There is trouble brewing at the Marlow Amateur Dramatic Society (MADS). Oliver Berestford, a divisive figure among the players, has organised a boat trip on the Marlow Belle, a snazzy vintage cruiser with cabins below. Only a select few have been chosen to attend the trip: Verity, Oliver’s wife, Lizzie, a former MADS member but now famous actress, Toby, a protege and Duncan, an old friend. When half way through the trip Oliver goes missing, it’s a complete mystery as to what has happened. His body is later found washed up with two bullet holes. What on earth could have happened to him? More to the point, who was out to get him?

The fourth book in
The Marlow Murder Club series is great page-turning fun. Robert Thorogood’s ability to write a compelling whodunnit, shot through with wit, humour and heart, shows no sign of flagging. The twists and turns in the story, coupled with the wonderful characters - the pushy Judith, the blunt and outspoken dog walker Suzie and the prim and proper vicar’s wife Becks - make for a brilliant entertainment. The final set piece - with the ultimate crime reveal happening in the middle of a production of The Importance of Being Earnest - is clever and just a bit mad. Admittedly some aspects of the story stretch credulity, yet the overall journey is so enjoyable that these minor quibbles can be overlooked.

════

Problems:
1) How would you put this sentence from the review into Spanish: "His body is later found washed up with two bullet holes."?
2) Can you swap "wonderful" for "delightful" and give back the part of the review that opens with the words "The fourth book" and closes with "can be overlooked."?
The data after this point comes from a separate source.

Stored data:
════

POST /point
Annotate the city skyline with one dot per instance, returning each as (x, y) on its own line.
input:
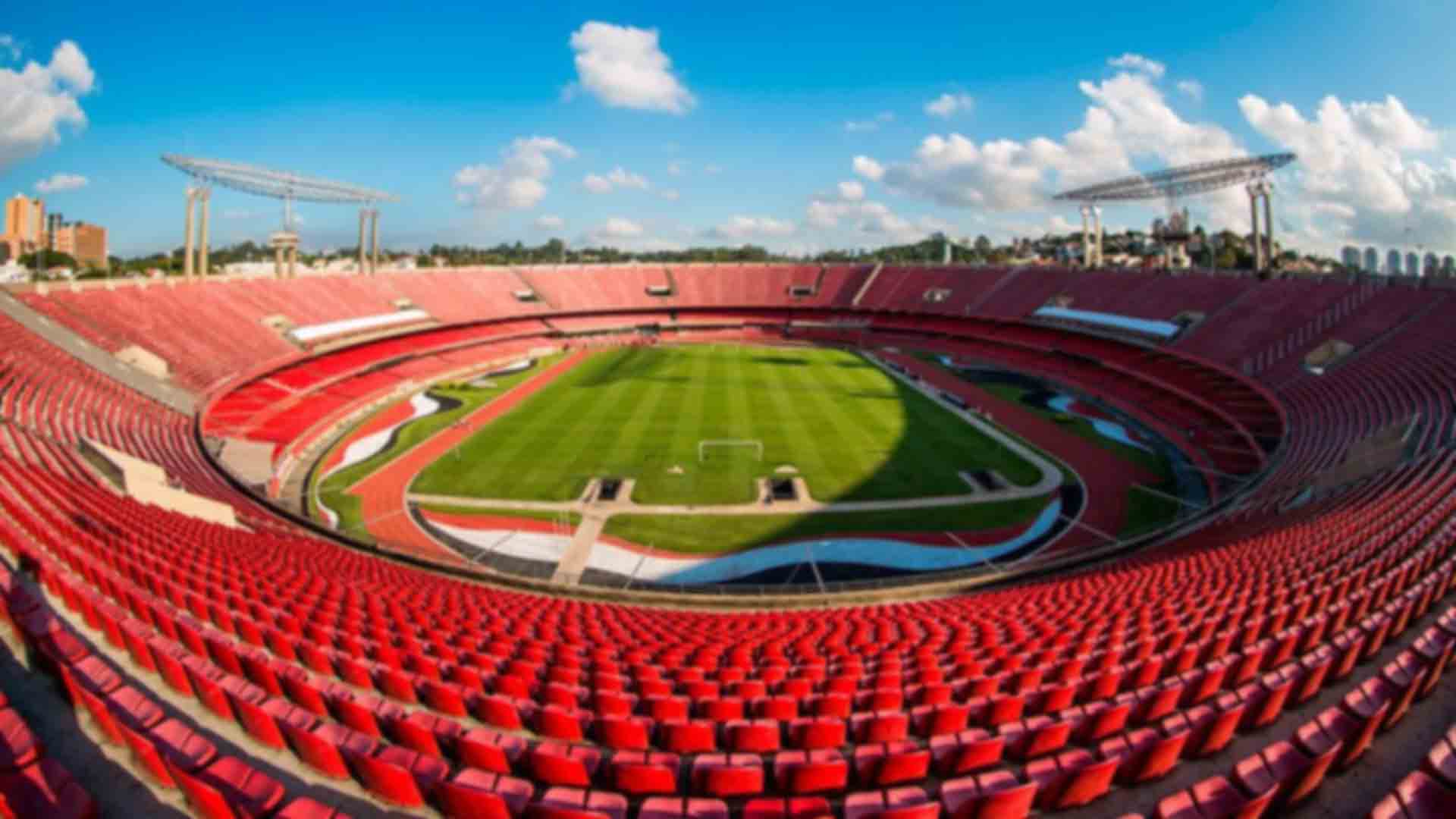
(647, 129)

════

Solved tasks:
1) Más tarde, su cuerpo aparece arrastrado a la orilla con dos agujeros de bala.

2)
The fourth book in
The Marlow Murder Club series is great page-turning fun. Robert Thorogood’s ability to write a compelling whodunnit, shot through with wit, humour and heart, shows no sign of flagging. The twists and turns in the story, coupled with the delightful characters - the pushy Judith, the blunt and outspoken dog walker Suzie and the prim and proper vicar’s wife Becks - make for a brilliant entertainment. The final set piece - with the ultimate crime reveal happening in the middle of a production of The Importance of Being Earnest - is clever and just a bit mad. Admittedly some aspects of the story stretch credulity, yet the overall journey is so enjoyable that these minor quibbles can be overlooked.